Kamis, 11 Juni 2015

Unpredictable Moment Perjalanan Sumbawa Lombok Kali Ini



pelabuhan kayangan lombok di waktu malam
Kalau boleh jujur saya adalah orang yang paling suka ‘galau’ ketika hendak melakukan perjalanan jauh keluar kota. Pertama, saya susah mendapatkan izin Ibu yang horornya melebihi izin kantor, dan kedua saya paling malas untuk packing (semua barang dilemari maunya saya angkut, padahal pergi hanya beberapa hari). Tetapi undangan nikahan teman kantor ke Lombok pada Minggu ini sangat berat untuk tidak dihadiri, selain karena dia merupakan teman seruangan a.k.a bos di kantor, dia juga teman semasa kuliah, yah jadinya tidak enak saja jika tidak menghadiri momen sakralnya itu.
“Bu, boleh saya ke Lombok minggu ini?? Nikahan teman.”
“Jam berapa berangkat? Sama siapa aja? Motoran? SIM-mu kan mati.” Pertanyaan beruntun Ibu yang membuat saya shock sebelum mengambil hatinya untuk diberikan izin. Nasib anak gadis yang memang tidak gampang untuk bisa kemana-mana semau hati.
“Sama temen kantor, Bu. Iya kita motoran semua, biar gampang nanti ke acara nikahannya.” Alasan dari A sampai Z saya keluarkan untuk bisa ‘diiyakan’ Ibu.
 “Iya boleh berangkat, tapi siang jalan dari Sumbawa biar ndak kemalaman.”
Ingin rasanya teriak jingkrak-jingkrak mendengar izin dari Ibu itu. Malam itu juga saya packing semua barang yang saya butuhkan, bongkar-bongkar lemari, memilih dan memilah mana yang harus dibawa dan mana yang tidak. Menghadiri nikahan sekaligus jalan-jalan ke Lombok, asyik.
Ngaret 2,5 Jam
Jum’at 5 Juni 14.30 Wita
Lagi dimana? Saya sudah dirumahnya ini.

Tugas:
Tentukan apakah setiap pernyataan berikut sesuai dengan teks tentang perjalanan Sumbawa–Lombok, dan jawab ya atau tidak disertai kutipan persis dari teks yang menjadi penentunya. (a) Penulis pergi ke Lombok untuk menghadiri pernikahan teman kantor. (b) Ibu meminta penulis berangkat dari Sumbawa pada malam hari. (c) Penulis mengemas barang pada malam yang sama setelah mendapat izin.

Baris Data:
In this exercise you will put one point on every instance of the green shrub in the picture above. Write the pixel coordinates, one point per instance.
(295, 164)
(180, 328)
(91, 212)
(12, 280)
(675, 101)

==

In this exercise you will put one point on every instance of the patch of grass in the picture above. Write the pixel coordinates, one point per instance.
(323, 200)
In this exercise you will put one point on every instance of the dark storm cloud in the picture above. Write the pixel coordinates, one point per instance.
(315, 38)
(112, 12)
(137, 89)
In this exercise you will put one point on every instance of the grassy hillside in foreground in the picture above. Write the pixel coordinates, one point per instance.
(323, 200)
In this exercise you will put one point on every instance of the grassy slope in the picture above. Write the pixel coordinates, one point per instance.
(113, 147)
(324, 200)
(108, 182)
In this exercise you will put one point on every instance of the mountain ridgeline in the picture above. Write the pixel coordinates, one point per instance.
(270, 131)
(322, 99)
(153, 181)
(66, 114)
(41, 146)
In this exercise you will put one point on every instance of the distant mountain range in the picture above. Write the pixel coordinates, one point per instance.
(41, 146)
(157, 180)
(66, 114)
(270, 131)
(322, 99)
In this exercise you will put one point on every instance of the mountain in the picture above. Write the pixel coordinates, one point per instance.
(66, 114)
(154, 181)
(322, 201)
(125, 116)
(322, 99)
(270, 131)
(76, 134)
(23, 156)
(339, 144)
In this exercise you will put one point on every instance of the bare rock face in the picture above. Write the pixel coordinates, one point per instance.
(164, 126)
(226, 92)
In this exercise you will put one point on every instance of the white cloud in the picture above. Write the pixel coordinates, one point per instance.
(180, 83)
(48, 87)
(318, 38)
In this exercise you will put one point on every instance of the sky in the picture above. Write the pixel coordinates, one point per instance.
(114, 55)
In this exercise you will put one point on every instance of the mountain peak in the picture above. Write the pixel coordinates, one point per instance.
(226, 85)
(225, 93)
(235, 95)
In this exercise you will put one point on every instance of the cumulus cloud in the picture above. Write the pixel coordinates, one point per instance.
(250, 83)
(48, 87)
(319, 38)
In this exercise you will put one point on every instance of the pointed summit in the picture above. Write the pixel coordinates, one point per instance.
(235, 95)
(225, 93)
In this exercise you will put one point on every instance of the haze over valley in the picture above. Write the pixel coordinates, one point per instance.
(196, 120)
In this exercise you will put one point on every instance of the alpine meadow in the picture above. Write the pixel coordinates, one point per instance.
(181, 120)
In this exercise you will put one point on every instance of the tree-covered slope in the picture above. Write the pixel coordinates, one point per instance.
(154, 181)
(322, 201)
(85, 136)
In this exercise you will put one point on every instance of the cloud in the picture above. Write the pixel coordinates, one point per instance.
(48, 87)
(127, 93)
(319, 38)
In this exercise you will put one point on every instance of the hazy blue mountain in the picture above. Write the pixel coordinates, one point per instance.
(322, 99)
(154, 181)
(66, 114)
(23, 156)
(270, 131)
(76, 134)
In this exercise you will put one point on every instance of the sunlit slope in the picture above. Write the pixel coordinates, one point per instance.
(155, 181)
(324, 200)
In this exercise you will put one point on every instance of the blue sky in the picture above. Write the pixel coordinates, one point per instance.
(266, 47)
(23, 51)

Jawaban:
(a) Ya: "Tetapi undangan nikahan teman kantor ke Lombok pada Minggu ini sangat berat untuk tidak dihadiri"
(b) Tidak: "tapi siang jalan dari Sumbawa biar ndak kemalaman."
(c) Ya: "Malam itu juga saya packing semua barang yang saya butuhkan"